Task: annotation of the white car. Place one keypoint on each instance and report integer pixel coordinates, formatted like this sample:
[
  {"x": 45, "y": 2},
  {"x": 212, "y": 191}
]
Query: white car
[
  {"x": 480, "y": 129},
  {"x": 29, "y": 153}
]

#### [YOUR TASK]
With no line skipped, output the listing in full.

#### [ANSWER BOX]
Task: annotation of the white car. Place one keypoint on each instance and report integer pixel coordinates, formatted like this sample:
[
  {"x": 45, "y": 2},
  {"x": 212, "y": 191}
]
Query: white car
[
  {"x": 480, "y": 129},
  {"x": 29, "y": 153}
]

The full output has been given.